= Beginning of Section =

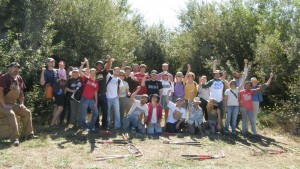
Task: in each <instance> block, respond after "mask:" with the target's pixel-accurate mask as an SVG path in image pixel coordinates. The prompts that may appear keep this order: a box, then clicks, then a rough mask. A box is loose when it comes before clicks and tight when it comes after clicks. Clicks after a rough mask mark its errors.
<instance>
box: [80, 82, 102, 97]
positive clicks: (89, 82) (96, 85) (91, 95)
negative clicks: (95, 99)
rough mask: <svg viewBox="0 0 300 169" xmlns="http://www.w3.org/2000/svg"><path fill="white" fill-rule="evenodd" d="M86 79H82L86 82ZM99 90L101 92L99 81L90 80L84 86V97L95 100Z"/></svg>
mask: <svg viewBox="0 0 300 169" xmlns="http://www.w3.org/2000/svg"><path fill="white" fill-rule="evenodd" d="M86 78H87V77H86V76H83V77H82V78H81V79H82V81H83V82H84V81H85V80H86ZM98 90H99V85H98V83H97V81H96V80H92V79H90V78H89V79H88V81H87V82H86V84H85V86H84V89H83V92H82V96H83V97H85V98H87V99H94V96H95V92H98Z"/></svg>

= End of Section =

Problem to solve
Rewrite the entries above, changing every "rough mask" to "coarse mask" and leaving everything else as it is. Leave the picture out of your answer.

Answer below
Task: in each <instance> block, respond after "mask:" with the target's pixel-accurate mask as an SVG path in image pixel coordinates. The prompts that may appear keep this order: a box, then clicks, then a coarse mask. A box is loose when it comes before clicks and tight when it comes after clicks. Clicks after a coarse mask mark its errors.
<instance>
box: [80, 82, 102, 97]
positive clicks: (89, 82) (96, 85) (91, 95)
negative clicks: (95, 99)
coarse mask: <svg viewBox="0 0 300 169" xmlns="http://www.w3.org/2000/svg"><path fill="white" fill-rule="evenodd" d="M86 79H82L86 82ZM99 90L101 92L99 81L90 80L84 86V97L95 100Z"/></svg>
mask: <svg viewBox="0 0 300 169" xmlns="http://www.w3.org/2000/svg"><path fill="white" fill-rule="evenodd" d="M86 78H87V77H86V76H83V77H82V78H81V79H82V81H83V82H84V81H85V80H86ZM98 90H99V85H98V83H97V81H96V80H92V79H90V78H89V79H88V81H87V82H86V84H85V86H84V89H83V92H82V96H83V97H85V98H87V99H94V96H95V92H98Z"/></svg>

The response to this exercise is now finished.